Aufgaben ::
**a)** Beantworte anhand des Textes über Raphael Fellmer die folgenden Fragen:
(i) Wie alt ist Raphael Fellmer?
(ii) Wie sitzt er auf dem Boden seines Wohnzimmers?
(iii) Wogegen tauscht er seine Arbeit, wenn er arbeitet?
**b)** Entscheide, ob die Aussagen mit dem Text über Raphael Fellmer übereinstimmen, und belege jede Entscheidung mit dem passenden Wortlaut aus dem Text:
(i) Fellmer ist aus Protest in den Geld-Streik getreten.
(ii) Fellmer trägt lange Haare.
(iii) Fellmer meint, Geld stärke die menschlichen Beziehungen.

Vorliegender Text ::
Ohne Geld mit einer Utopie
Raphael Fellmer ist besorgt. Der 29-jährige Berliner will die Ungerechtigkeiten in der Welt anklagen, den westlichen Lebensstil und die Überflussgesellschaft. Aus Protest ist er in den Geld-Streik getreten.
„Meine Berufung ist es, glaube ich, so wie jede Berufung des Menschen, zu helfen, Gutes zu tun, zu strahlen und der Menschheit zu helfen, dahin zu kommen, wo wir eigentlich alle stehen wollen. Und das ist in einer Welt, wo es niemanden mehr gibt, der leidet. Und wo wir im Einklang mit der Natur zusammen in einem Mit- und Füreinander leben.“
Raphael Fellmer sitzt barfuß und im Schneidersitz auf dem Boden seines Wohnzimmers. Mit den intensiven hellgrünen Augen, dem kahlgeschorenen Kopf und offenen Gesicht wirkt er sehr mit sich im Einklang. Kein Wunder, denn er lebt ohne den Stress, dem Geld hinterher rennen zu müssen. Er arbeitet nicht, und wenn, dann im Austausch gegen Unterkunft, Verpflegung oder eine Mitfahrgelegenheit in die Stadt. Geld lenkt uns von unserer Berufung ab und vergiftet die menschlichen Beziehungen, meint er.

Angaben ::
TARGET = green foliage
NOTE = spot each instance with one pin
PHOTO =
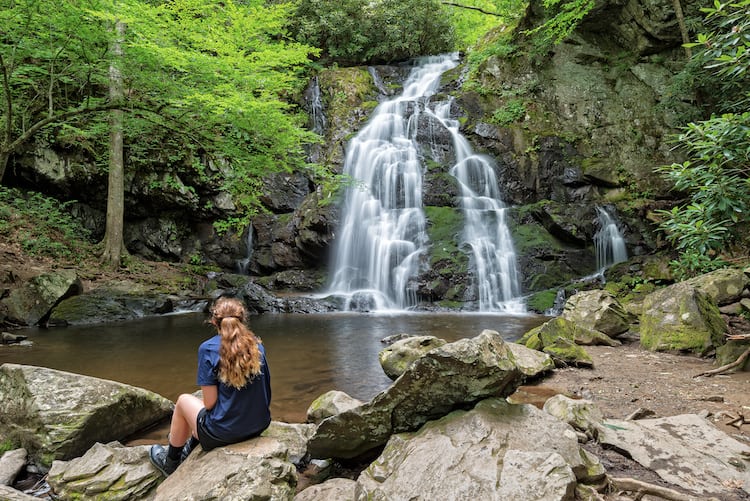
(476, 18)
(724, 52)
(41, 225)
(363, 31)
(210, 87)
(562, 18)
(513, 111)
(716, 178)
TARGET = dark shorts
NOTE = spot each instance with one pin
(207, 440)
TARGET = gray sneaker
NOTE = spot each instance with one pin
(161, 461)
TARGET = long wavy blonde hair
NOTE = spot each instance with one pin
(239, 354)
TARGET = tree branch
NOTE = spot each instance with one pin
(724, 368)
(633, 485)
(451, 4)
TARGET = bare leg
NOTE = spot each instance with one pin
(184, 419)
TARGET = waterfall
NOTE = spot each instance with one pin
(382, 233)
(315, 105)
(486, 233)
(610, 246)
(243, 265)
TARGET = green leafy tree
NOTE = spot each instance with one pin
(716, 177)
(364, 31)
(53, 67)
(221, 76)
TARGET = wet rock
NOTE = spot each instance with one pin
(581, 414)
(396, 358)
(109, 304)
(11, 494)
(261, 469)
(329, 404)
(110, 471)
(8, 338)
(495, 451)
(449, 377)
(725, 286)
(30, 304)
(684, 450)
(335, 488)
(681, 317)
(59, 415)
(11, 463)
(597, 310)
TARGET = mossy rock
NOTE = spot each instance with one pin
(731, 351)
(542, 301)
(681, 318)
(566, 353)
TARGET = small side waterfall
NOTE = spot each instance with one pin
(493, 256)
(315, 104)
(382, 233)
(243, 265)
(610, 245)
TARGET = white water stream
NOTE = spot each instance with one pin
(610, 245)
(382, 234)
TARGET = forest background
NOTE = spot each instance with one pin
(213, 90)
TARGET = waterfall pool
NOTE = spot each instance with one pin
(308, 354)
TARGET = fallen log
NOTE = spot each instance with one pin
(644, 488)
(724, 368)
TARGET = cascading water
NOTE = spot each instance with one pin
(315, 105)
(383, 232)
(243, 265)
(493, 256)
(610, 245)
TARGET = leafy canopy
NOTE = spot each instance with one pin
(366, 31)
(716, 178)
(215, 80)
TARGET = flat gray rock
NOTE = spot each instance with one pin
(685, 450)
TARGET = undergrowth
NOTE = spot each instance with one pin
(42, 226)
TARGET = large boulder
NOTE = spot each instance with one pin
(452, 376)
(725, 286)
(495, 451)
(59, 415)
(106, 471)
(31, 303)
(395, 358)
(597, 310)
(329, 404)
(681, 317)
(685, 450)
(260, 469)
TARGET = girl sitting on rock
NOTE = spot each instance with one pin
(236, 384)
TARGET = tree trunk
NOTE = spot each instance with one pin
(683, 28)
(4, 158)
(114, 246)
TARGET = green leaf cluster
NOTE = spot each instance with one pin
(366, 31)
(562, 18)
(211, 87)
(41, 225)
(716, 177)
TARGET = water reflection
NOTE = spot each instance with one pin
(307, 354)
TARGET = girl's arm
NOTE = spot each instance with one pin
(210, 395)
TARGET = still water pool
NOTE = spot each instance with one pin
(307, 354)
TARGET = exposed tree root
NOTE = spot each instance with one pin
(644, 488)
(724, 368)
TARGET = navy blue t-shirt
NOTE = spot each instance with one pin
(238, 413)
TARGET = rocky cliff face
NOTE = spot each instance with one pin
(597, 114)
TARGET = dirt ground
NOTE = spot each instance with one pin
(623, 380)
(627, 379)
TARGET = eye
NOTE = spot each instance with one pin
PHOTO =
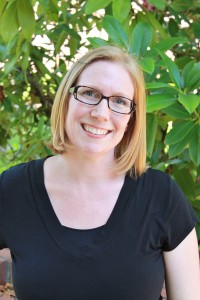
(120, 101)
(90, 94)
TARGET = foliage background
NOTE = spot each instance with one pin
(38, 40)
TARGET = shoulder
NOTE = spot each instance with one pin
(154, 179)
(17, 176)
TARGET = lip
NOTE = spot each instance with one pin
(96, 131)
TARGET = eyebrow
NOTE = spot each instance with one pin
(121, 94)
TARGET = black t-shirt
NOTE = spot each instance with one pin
(122, 260)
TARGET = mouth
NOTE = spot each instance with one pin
(94, 130)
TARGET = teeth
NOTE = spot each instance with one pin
(94, 130)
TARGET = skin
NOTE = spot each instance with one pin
(110, 79)
(182, 270)
(92, 153)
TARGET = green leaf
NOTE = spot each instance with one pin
(2, 6)
(140, 38)
(190, 101)
(196, 29)
(173, 27)
(96, 42)
(115, 31)
(176, 149)
(156, 24)
(92, 6)
(160, 4)
(152, 124)
(191, 74)
(10, 65)
(157, 85)
(179, 131)
(147, 64)
(181, 5)
(194, 148)
(26, 18)
(9, 23)
(173, 70)
(176, 111)
(121, 9)
(169, 43)
(159, 101)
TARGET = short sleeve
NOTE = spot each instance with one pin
(2, 243)
(180, 217)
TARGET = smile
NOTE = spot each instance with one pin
(94, 130)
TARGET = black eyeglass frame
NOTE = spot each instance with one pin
(73, 90)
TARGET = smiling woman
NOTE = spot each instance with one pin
(131, 152)
(94, 222)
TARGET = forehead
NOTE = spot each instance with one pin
(107, 74)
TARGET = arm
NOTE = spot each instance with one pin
(182, 270)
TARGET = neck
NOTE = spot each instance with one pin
(86, 168)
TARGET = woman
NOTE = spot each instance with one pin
(92, 222)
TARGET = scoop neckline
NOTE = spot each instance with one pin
(58, 232)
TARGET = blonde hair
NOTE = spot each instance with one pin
(130, 153)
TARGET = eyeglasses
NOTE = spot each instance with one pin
(90, 96)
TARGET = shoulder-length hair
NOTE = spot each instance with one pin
(130, 153)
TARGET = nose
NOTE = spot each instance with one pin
(101, 111)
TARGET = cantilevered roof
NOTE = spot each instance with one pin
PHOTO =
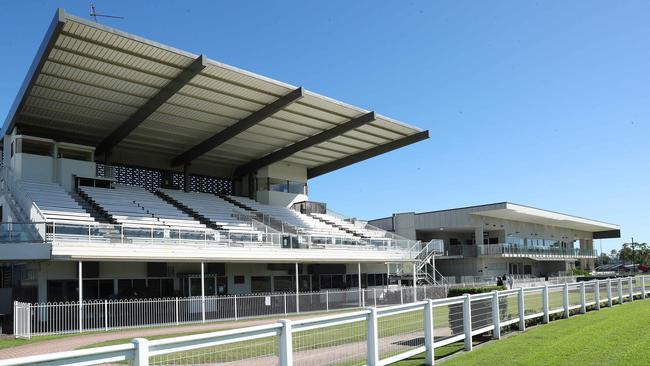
(515, 212)
(95, 85)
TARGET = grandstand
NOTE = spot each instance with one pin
(134, 169)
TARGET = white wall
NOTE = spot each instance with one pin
(66, 168)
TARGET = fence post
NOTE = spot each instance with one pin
(235, 297)
(467, 321)
(643, 287)
(428, 333)
(546, 318)
(373, 337)
(566, 300)
(374, 296)
(630, 281)
(177, 316)
(609, 292)
(496, 315)
(327, 300)
(286, 343)
(583, 300)
(141, 356)
(522, 310)
(106, 315)
(620, 290)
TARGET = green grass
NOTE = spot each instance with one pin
(616, 336)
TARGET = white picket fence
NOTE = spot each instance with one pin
(70, 317)
(373, 336)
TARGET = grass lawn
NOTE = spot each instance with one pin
(616, 336)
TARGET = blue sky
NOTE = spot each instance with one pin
(539, 103)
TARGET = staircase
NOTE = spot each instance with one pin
(195, 215)
(426, 272)
(335, 225)
(89, 206)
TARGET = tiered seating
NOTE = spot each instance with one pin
(350, 226)
(131, 205)
(308, 224)
(213, 208)
(55, 203)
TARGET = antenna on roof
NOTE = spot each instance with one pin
(94, 15)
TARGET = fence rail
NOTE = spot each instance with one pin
(372, 336)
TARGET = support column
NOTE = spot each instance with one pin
(297, 290)
(203, 291)
(415, 281)
(80, 276)
(359, 280)
(186, 177)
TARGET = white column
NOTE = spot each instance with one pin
(81, 317)
(522, 310)
(546, 317)
(297, 290)
(415, 280)
(467, 322)
(496, 320)
(359, 280)
(428, 333)
(286, 344)
(372, 336)
(609, 292)
(565, 298)
(203, 291)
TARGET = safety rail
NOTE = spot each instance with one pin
(372, 336)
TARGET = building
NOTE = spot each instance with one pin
(512, 239)
(140, 170)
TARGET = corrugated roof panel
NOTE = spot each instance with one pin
(90, 90)
(66, 71)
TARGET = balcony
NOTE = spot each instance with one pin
(510, 250)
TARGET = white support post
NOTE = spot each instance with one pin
(372, 336)
(496, 315)
(643, 287)
(327, 300)
(630, 281)
(546, 318)
(522, 310)
(359, 281)
(467, 321)
(177, 315)
(609, 292)
(141, 357)
(415, 286)
(583, 298)
(620, 290)
(81, 297)
(286, 343)
(106, 315)
(565, 298)
(428, 333)
(203, 292)
(297, 290)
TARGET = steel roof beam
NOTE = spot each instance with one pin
(366, 154)
(153, 104)
(238, 127)
(304, 144)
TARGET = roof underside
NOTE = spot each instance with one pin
(515, 212)
(88, 79)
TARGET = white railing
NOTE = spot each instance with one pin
(104, 315)
(372, 336)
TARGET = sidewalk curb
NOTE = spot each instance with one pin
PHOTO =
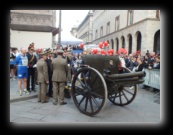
(23, 98)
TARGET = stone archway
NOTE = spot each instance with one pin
(112, 43)
(156, 47)
(139, 40)
(117, 44)
(123, 41)
(130, 44)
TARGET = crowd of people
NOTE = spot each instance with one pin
(51, 70)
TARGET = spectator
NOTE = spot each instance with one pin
(22, 62)
(140, 65)
(59, 77)
(157, 63)
(49, 64)
(12, 61)
(32, 60)
(131, 62)
(42, 78)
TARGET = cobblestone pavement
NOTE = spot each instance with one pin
(25, 109)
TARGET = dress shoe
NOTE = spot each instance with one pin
(67, 96)
(50, 95)
(44, 101)
(63, 103)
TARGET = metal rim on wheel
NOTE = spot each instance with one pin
(89, 91)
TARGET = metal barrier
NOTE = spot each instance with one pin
(152, 78)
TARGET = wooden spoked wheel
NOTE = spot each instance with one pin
(89, 91)
(122, 94)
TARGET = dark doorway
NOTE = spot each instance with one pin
(117, 43)
(139, 39)
(123, 41)
(157, 42)
(130, 43)
(112, 42)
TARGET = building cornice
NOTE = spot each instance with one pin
(146, 19)
(34, 28)
(84, 21)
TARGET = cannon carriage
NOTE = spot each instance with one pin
(99, 79)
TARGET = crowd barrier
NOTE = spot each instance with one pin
(152, 78)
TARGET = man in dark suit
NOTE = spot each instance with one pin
(59, 77)
(42, 77)
(32, 60)
(49, 64)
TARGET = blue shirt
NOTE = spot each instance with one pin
(22, 62)
(12, 59)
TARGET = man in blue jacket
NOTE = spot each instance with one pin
(22, 62)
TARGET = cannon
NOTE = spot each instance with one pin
(98, 79)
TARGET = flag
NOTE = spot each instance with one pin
(55, 31)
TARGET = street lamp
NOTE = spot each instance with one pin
(59, 37)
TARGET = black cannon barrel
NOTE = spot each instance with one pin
(127, 75)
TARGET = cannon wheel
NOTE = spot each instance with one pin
(89, 91)
(125, 94)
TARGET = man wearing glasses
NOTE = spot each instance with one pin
(32, 60)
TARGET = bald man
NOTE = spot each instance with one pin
(22, 62)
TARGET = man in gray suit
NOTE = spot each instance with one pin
(42, 77)
(59, 77)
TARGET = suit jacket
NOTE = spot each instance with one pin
(59, 68)
(49, 64)
(42, 71)
(33, 62)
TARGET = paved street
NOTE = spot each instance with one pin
(145, 108)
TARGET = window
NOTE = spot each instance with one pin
(117, 23)
(130, 17)
(108, 28)
(158, 14)
(101, 31)
(96, 34)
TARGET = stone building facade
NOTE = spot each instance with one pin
(132, 29)
(85, 29)
(27, 26)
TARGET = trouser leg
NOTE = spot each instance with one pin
(43, 92)
(39, 92)
(61, 87)
(33, 79)
(55, 92)
(50, 86)
(28, 79)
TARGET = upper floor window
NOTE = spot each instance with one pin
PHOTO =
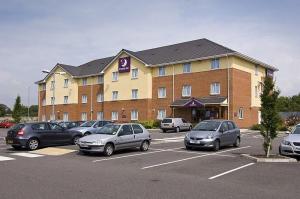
(115, 76)
(187, 68)
(162, 92)
(66, 99)
(115, 95)
(84, 99)
(161, 71)
(134, 73)
(134, 93)
(186, 91)
(215, 63)
(100, 97)
(215, 88)
(100, 79)
(66, 83)
(84, 81)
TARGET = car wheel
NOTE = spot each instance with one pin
(145, 146)
(75, 139)
(108, 149)
(33, 144)
(237, 142)
(217, 145)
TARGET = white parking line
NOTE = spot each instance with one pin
(199, 156)
(230, 171)
(126, 156)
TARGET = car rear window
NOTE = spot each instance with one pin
(167, 121)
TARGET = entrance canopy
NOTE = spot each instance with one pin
(200, 102)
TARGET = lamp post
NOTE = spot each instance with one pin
(53, 89)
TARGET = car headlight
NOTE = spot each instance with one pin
(285, 142)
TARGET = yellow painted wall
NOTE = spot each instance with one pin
(125, 84)
(60, 91)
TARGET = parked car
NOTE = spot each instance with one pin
(114, 137)
(34, 135)
(91, 127)
(290, 145)
(6, 124)
(176, 124)
(71, 124)
(213, 134)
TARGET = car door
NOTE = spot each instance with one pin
(125, 137)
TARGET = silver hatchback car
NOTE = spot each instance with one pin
(114, 137)
(213, 134)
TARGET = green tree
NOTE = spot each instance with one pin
(269, 114)
(17, 110)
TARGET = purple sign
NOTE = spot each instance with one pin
(124, 64)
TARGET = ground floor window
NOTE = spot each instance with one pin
(134, 115)
(161, 114)
(114, 115)
(84, 116)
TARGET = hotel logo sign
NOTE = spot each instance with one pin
(124, 64)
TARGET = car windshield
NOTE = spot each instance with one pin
(88, 124)
(207, 126)
(110, 129)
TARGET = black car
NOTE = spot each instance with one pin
(70, 124)
(34, 135)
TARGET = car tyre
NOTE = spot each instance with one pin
(108, 149)
(33, 144)
(145, 145)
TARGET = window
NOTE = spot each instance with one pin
(100, 79)
(162, 92)
(66, 117)
(44, 102)
(187, 68)
(100, 115)
(134, 93)
(52, 100)
(66, 83)
(115, 76)
(134, 73)
(66, 99)
(115, 95)
(241, 113)
(52, 85)
(161, 114)
(186, 91)
(100, 97)
(84, 99)
(215, 63)
(84, 116)
(215, 88)
(137, 129)
(84, 81)
(161, 71)
(134, 115)
(114, 115)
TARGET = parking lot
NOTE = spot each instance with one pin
(167, 170)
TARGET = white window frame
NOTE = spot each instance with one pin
(186, 91)
(134, 115)
(186, 66)
(115, 95)
(114, 115)
(162, 92)
(163, 70)
(115, 76)
(134, 94)
(213, 88)
(134, 73)
(84, 99)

Lösungen ::
**a)**
(i) 29 Jahre.
(ii) Barfuß und im Schneidersitz.
(iii) Gegen Unterkunft, Verpflegung oder eine Mitfahrgelegenheit in die Stadt.

**b)**
(i) Ja: „Aus Protest ist er in den Geld-Streik getreten.“
(ii) Nein: „dem kahlgeschorenen Kopf“
(iii) Nein: „Geld lenkt uns von unserer Berufung ab und vergiftet die menschlichen Beziehungen, meint er.“